- **DOCUMENT PASSAGE**

━━━━━━

Prediction Accuracy and Model Interpretability

  • An obvious question that follows is: Why would we ever chose a more restrictive method instead of a very flexible approach? Wouldn’t more flexibility get us closer to the true \(f\)?

    • restrictive models are easier to interpret

      • the relationship is straightforward and easy to understand!

      • OLS is not only really good (it is the best when assumptions are met) but it is super easy to interpret.

Supervised versus Unsupervised Learning

Supervised

  • Pretty much all the models I have used thus far (and listed prior) use supervised learning.

    • each observation of the predictor measurement has an associated response measurement for \(x_i\) there is an associated \(y_i\) value.
  • Goal: prediction and inference (both involve modeling the relationship between predictors and outcome of interest)

  • The goal of supervised learning is to learn a predictive model that maps features of the data (e.g. house size, location, floor type, …) to an output (e.g. house price). If the output is categorical, the task is called classification, and if it is numerical, it is called regression.

Unsupervised

  • More challenging

  • not focused on in this workshop.

  • Goal: search for simple structure underlying data set (what are the relationships between variables)

  • You have a bunch of dependent variables and you think there is some cause underlying them. We are trying to back out an X.

  • for every observation we observe a vector of measurements \(x_i\) but no associated response \(y_i\)

    • like going in blind
  • called unsupervised because we lack a response variable that can supervise our analysis.

  • One type is called cluster analysis.

Semi-supervised learning

  • more rare

  • kind of in between the two.

  • don’t worry about this, we don’t go over it.

Overfitting

  • Very important concept in machine learning.

  • Overfitting occurs when a model starts to memorize the aspects of the training set and in turn loses the ability to generalize.

  • Overfitting is reducing bias at a tremendous cost to variance.

  • We want a balance that gets us as close as possible.

    • what is the right amount of complexity for our model?

      • this bleeds into “tuning” our parameters.

The Bias - Variance Trade Off

  • We need to find a balance between overfitting and underfitting our model. This balance is the bias-variance trade off.

  • When we are estimating \(f\), we don’t want to ignore true nonlinear complexities, but we also want parsimonious models of social/behavioral phenomena that generalize well.

  • Our estimated function \(\hat{f}\) should be an approximation to \(f\) (i.e., the true data generating process) that minimizes bias and variance.

  • This is referred to as a trade-of because it is easy to obtain a method with extremely low bias but high variance (for instance, by drawing a curve that passes through every single training observation) or a method with very low variance but high bias (by ftting a horizontal line to the data). The challenge lies in finding a method for which both the variance and the squared bias are low.

Variance

  1. Variance refers to the amount by which \(\hat{f}\) would change if we estimated it using a different training data set.

    1. remember that we are trying to estimate \(f\) using our sample. There is uncertainty around it. Different data may give us a different \(\hat{f}\).

━━━━━━

A run of rows

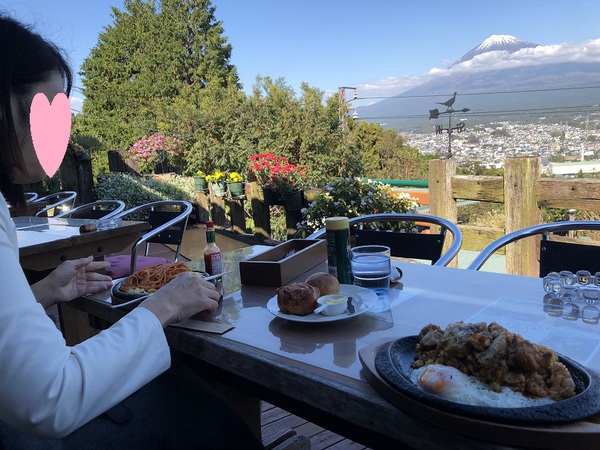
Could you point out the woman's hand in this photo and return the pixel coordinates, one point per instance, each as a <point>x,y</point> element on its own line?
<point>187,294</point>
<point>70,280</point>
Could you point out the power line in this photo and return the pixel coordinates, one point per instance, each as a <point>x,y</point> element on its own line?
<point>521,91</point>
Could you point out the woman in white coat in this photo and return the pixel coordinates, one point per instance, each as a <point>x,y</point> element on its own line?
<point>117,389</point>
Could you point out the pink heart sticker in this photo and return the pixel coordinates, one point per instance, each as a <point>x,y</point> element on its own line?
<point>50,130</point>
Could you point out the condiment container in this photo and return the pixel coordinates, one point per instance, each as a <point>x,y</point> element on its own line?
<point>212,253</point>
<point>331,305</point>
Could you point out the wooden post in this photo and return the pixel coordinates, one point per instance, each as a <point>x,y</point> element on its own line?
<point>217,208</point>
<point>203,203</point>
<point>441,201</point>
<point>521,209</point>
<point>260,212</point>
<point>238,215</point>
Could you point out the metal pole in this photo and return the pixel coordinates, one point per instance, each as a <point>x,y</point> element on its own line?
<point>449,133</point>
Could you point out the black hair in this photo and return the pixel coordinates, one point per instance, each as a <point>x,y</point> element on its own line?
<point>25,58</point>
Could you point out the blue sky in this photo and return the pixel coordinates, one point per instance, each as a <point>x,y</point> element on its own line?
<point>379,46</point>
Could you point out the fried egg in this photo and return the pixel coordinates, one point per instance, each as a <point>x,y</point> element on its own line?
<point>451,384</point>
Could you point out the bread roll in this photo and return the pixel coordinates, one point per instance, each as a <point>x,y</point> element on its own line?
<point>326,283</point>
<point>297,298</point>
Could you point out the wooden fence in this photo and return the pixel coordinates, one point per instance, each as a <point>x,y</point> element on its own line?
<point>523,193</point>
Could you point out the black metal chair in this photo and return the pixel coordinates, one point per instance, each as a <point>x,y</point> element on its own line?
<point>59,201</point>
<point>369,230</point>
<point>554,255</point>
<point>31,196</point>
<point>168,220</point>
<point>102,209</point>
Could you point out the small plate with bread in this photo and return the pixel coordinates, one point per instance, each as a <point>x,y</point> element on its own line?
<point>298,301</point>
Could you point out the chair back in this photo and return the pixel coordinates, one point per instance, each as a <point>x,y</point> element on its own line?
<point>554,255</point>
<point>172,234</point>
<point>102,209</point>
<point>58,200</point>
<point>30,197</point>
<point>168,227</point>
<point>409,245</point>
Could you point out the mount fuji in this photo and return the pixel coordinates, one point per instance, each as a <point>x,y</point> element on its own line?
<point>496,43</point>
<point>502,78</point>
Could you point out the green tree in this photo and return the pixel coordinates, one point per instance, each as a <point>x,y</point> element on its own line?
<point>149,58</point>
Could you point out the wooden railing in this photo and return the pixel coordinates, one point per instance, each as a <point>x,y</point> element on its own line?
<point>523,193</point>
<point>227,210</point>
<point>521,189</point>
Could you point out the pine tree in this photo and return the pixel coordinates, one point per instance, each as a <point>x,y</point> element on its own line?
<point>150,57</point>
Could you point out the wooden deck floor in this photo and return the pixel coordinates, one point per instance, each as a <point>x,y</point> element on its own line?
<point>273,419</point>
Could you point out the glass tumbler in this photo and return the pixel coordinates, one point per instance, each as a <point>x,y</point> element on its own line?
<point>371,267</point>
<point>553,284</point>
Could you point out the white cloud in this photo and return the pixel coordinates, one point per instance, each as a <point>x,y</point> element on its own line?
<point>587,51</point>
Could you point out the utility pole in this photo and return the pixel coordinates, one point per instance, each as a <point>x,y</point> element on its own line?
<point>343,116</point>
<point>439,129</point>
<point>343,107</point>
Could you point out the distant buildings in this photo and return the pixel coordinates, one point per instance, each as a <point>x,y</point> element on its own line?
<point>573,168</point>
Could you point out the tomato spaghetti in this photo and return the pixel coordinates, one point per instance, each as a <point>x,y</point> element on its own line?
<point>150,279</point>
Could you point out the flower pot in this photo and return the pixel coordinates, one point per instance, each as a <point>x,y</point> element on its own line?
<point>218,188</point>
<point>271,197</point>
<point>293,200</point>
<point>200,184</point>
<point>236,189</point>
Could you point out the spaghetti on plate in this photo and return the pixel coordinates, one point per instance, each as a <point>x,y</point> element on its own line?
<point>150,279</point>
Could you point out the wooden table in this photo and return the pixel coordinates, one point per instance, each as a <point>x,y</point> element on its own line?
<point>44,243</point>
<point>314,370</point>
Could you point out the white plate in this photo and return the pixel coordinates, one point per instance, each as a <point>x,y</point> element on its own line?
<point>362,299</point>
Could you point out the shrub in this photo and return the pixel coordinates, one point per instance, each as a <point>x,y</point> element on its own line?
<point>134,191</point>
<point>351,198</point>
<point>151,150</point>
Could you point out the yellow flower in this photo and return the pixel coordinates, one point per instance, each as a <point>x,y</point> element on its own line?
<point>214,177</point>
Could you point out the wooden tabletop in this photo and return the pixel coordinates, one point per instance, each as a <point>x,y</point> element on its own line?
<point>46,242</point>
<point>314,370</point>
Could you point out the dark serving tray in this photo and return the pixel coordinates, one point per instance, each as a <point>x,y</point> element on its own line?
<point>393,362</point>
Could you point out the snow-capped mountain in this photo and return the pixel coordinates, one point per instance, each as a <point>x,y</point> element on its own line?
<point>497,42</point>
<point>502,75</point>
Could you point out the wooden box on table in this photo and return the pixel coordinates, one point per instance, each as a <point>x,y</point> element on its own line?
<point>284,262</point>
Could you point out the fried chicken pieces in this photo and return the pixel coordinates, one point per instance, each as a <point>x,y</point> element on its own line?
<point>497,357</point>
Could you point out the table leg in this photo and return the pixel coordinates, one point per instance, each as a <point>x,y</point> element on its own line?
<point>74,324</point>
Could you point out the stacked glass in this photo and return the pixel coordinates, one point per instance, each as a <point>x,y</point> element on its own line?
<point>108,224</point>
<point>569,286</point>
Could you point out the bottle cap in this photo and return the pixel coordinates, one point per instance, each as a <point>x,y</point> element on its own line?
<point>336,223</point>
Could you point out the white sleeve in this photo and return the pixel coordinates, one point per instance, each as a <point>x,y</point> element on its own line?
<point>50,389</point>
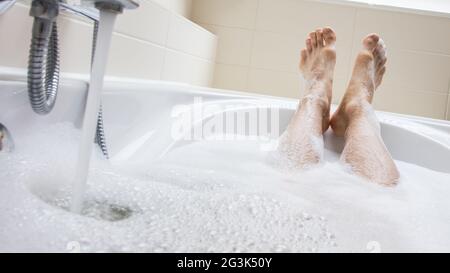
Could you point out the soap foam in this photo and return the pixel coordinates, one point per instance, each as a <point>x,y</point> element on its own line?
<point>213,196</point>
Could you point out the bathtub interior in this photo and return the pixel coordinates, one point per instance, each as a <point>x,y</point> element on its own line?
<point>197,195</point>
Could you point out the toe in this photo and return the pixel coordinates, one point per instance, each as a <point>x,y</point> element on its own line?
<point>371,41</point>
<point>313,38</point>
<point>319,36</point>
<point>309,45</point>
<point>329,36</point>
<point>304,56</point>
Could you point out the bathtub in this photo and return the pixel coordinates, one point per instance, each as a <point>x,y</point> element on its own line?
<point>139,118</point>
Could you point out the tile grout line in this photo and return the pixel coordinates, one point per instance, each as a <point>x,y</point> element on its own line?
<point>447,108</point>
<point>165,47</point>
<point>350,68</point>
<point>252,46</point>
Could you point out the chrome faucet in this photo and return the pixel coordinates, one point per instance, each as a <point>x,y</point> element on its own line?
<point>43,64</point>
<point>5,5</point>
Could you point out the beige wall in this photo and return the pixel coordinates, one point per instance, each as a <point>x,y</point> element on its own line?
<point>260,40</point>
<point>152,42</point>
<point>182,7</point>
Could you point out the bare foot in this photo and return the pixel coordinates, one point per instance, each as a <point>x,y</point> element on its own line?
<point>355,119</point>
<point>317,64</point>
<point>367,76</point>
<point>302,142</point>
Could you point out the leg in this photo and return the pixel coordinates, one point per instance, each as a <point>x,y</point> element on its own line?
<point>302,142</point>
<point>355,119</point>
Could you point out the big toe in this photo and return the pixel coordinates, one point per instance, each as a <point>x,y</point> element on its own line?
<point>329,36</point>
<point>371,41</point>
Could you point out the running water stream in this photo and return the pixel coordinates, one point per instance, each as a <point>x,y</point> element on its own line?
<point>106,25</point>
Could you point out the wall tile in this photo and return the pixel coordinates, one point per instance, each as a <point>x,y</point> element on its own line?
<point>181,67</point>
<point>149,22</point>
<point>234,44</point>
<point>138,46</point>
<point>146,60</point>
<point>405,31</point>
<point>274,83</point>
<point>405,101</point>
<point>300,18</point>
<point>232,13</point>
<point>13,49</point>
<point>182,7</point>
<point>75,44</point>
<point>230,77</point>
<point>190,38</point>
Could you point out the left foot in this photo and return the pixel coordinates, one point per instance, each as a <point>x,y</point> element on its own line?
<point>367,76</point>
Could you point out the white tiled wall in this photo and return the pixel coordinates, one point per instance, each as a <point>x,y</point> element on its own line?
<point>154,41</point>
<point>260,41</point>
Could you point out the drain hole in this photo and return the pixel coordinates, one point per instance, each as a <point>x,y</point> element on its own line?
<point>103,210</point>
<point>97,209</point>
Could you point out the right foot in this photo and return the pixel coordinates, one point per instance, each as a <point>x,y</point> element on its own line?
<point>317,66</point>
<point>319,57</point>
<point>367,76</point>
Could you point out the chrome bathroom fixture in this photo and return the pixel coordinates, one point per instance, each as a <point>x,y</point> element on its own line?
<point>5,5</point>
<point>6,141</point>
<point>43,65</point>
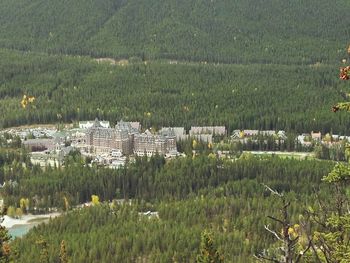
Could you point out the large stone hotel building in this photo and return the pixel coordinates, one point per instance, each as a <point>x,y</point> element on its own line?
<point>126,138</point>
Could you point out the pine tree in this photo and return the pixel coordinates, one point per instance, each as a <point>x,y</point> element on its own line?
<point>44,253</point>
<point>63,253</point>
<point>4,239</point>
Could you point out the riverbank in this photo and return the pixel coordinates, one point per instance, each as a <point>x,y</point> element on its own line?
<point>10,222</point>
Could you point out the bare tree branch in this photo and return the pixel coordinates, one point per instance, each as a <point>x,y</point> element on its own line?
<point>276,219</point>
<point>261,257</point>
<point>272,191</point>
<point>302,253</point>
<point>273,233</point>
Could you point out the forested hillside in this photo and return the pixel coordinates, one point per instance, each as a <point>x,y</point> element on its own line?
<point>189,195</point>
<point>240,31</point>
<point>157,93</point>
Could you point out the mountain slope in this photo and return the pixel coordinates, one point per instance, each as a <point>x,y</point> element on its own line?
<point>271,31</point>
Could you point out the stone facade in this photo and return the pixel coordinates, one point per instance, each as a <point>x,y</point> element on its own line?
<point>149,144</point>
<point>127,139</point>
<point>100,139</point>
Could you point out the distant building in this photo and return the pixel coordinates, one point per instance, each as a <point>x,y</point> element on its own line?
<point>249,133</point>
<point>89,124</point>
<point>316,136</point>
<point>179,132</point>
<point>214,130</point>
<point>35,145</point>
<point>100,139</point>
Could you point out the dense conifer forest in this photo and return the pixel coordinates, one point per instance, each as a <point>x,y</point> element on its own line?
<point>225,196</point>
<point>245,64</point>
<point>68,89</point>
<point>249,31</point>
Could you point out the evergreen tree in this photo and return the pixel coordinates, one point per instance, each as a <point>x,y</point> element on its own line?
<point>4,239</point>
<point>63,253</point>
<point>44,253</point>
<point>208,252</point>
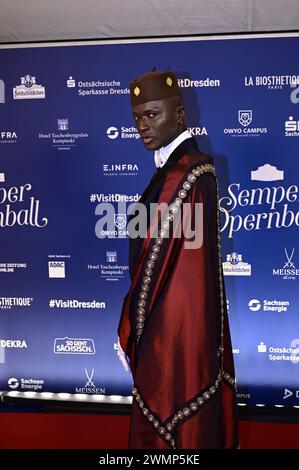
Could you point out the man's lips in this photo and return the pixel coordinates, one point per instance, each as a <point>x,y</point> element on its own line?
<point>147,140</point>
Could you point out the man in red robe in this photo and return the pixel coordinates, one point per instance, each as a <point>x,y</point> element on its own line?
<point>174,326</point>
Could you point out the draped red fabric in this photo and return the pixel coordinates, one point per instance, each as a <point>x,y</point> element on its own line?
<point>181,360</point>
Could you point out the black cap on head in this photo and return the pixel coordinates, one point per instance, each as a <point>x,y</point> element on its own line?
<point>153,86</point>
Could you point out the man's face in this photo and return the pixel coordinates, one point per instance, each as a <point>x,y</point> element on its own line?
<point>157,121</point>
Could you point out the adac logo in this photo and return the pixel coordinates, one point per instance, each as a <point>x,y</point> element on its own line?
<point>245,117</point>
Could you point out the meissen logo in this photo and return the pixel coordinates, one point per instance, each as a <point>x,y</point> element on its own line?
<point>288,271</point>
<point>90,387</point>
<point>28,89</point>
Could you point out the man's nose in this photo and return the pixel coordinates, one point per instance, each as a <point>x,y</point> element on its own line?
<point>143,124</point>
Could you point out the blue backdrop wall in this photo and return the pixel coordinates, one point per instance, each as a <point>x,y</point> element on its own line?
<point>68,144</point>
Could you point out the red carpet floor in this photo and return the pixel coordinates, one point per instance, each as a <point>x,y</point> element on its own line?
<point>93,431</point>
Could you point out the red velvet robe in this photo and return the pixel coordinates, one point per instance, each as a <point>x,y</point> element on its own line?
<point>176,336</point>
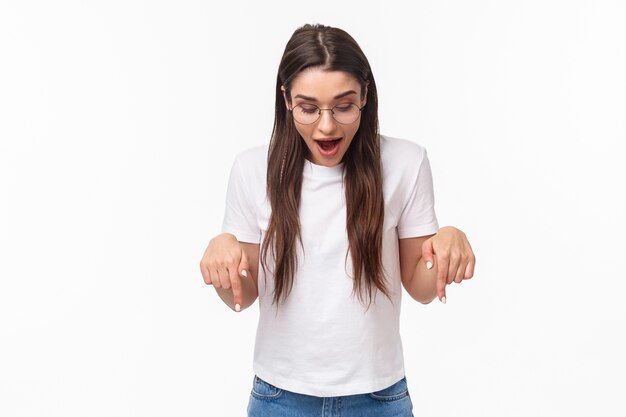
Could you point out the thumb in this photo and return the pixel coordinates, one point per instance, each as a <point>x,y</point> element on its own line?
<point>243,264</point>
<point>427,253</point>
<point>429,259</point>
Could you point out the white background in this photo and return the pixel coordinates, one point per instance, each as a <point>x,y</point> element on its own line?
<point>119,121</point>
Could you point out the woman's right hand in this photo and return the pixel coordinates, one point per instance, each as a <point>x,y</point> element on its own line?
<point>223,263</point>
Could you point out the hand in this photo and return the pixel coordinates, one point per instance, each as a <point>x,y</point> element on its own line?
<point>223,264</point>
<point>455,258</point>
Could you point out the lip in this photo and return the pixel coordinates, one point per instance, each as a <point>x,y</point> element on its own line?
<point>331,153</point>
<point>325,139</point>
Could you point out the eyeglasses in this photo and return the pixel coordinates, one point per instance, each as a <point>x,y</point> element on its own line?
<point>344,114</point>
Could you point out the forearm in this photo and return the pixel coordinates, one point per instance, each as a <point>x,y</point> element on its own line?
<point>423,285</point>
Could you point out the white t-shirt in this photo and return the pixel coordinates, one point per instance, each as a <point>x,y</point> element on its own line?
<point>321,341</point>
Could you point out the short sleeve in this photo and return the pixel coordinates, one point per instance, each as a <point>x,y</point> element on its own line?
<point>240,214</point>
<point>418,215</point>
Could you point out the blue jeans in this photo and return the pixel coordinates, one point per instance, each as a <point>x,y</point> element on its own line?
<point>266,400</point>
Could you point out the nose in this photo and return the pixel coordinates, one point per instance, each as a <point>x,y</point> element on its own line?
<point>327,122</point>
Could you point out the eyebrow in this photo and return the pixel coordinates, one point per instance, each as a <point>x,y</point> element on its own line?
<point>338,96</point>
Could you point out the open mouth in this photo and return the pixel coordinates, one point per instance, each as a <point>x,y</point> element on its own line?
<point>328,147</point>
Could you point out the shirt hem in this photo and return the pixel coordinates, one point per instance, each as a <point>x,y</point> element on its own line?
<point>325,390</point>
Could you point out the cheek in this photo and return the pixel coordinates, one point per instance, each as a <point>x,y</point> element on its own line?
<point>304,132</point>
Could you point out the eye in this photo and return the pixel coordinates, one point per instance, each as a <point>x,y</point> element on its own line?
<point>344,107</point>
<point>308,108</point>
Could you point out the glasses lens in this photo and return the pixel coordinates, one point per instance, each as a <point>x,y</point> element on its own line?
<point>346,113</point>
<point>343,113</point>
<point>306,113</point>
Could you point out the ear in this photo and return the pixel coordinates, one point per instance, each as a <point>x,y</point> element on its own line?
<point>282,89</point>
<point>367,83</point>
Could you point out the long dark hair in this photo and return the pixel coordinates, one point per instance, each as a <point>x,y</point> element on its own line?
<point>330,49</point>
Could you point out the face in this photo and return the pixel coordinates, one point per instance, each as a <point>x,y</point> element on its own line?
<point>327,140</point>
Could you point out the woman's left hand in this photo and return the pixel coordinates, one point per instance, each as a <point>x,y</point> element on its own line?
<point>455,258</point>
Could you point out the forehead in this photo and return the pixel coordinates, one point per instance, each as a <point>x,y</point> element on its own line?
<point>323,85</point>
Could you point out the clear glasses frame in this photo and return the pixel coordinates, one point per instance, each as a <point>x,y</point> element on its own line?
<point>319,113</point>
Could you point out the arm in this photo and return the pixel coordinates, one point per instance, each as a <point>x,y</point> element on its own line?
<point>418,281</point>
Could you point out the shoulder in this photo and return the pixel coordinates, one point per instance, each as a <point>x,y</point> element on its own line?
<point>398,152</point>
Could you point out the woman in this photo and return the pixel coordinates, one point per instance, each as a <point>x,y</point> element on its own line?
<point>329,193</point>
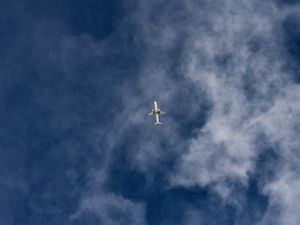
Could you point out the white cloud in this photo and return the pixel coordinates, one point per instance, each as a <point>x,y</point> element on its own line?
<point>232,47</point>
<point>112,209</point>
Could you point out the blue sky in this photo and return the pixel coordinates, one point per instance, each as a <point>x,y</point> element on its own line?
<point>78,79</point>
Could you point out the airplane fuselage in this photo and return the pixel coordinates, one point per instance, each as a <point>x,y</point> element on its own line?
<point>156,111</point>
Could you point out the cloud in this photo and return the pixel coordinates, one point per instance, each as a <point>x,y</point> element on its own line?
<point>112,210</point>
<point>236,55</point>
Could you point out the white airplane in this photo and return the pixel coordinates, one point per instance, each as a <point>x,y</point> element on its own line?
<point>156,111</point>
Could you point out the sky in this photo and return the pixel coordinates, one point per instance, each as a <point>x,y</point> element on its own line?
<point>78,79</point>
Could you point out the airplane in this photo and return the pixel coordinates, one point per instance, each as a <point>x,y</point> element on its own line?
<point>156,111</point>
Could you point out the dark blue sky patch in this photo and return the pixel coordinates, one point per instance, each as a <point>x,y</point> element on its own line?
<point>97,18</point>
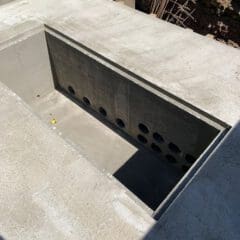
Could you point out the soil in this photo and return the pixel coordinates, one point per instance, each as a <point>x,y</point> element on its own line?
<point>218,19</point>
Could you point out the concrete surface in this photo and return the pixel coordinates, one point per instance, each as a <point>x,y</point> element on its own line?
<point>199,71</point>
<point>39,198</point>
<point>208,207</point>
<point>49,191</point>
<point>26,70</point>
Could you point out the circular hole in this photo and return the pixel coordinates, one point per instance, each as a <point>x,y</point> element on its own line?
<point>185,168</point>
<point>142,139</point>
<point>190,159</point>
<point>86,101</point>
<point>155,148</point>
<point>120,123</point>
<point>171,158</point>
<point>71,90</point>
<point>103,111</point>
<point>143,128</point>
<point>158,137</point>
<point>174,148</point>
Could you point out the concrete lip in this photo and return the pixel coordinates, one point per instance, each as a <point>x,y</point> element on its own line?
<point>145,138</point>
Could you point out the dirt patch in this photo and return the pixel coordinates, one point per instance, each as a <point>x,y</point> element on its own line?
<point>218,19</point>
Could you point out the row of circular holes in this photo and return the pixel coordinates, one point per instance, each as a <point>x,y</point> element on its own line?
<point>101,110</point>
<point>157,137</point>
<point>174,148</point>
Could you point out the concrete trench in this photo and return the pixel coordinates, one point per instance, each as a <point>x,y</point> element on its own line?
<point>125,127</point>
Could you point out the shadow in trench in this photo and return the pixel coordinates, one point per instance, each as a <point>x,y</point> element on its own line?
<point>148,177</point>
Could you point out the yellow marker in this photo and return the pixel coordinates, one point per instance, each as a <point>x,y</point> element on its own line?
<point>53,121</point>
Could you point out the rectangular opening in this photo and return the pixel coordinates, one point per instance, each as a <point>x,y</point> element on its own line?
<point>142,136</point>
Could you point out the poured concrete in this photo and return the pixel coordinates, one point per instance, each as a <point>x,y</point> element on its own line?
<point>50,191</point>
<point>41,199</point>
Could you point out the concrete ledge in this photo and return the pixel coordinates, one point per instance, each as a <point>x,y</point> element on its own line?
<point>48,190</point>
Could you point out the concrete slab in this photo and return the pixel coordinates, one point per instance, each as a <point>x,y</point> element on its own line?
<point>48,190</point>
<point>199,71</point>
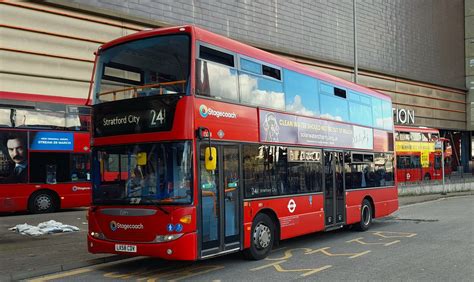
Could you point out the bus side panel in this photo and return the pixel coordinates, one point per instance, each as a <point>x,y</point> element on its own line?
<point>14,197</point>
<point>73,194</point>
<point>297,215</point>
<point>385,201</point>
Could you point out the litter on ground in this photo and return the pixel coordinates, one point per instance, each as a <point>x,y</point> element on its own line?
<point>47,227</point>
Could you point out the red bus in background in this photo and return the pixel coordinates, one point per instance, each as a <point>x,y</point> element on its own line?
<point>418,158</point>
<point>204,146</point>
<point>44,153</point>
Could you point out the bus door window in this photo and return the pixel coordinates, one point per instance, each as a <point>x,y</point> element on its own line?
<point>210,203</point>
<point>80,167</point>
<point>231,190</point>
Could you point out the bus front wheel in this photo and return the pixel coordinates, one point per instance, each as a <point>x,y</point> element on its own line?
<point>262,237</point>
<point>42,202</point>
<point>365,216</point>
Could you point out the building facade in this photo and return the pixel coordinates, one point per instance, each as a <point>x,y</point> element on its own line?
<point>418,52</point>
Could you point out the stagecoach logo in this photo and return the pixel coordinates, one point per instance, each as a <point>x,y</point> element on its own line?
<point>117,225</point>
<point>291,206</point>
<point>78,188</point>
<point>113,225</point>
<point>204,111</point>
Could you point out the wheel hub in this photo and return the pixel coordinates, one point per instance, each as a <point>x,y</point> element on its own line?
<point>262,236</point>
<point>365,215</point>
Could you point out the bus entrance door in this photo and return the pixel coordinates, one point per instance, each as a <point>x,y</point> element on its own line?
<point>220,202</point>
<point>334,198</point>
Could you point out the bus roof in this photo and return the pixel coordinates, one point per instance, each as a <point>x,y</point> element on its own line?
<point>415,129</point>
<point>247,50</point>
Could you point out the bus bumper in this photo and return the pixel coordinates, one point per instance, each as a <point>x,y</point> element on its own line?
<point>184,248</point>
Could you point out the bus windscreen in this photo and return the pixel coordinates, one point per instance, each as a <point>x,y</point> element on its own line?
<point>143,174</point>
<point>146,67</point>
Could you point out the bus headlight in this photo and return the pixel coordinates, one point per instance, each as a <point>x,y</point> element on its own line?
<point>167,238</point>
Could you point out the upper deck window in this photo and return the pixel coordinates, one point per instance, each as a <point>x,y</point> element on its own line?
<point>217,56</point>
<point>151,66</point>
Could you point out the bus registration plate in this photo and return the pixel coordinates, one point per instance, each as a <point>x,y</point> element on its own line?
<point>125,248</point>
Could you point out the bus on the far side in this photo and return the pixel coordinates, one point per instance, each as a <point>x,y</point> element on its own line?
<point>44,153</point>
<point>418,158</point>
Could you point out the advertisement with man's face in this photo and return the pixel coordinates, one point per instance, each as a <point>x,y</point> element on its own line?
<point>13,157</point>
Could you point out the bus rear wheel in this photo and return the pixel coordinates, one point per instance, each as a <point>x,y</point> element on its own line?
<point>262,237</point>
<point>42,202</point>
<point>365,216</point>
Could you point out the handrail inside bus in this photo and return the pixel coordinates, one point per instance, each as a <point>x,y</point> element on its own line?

━━━━━━

- **WORK TO DO**
In the machine learning notes, how is overfitting described in terms of bias and variance?

- **WRITTEN ANSWER**
Overfitting is reducing bias at a tremendous cost to variance.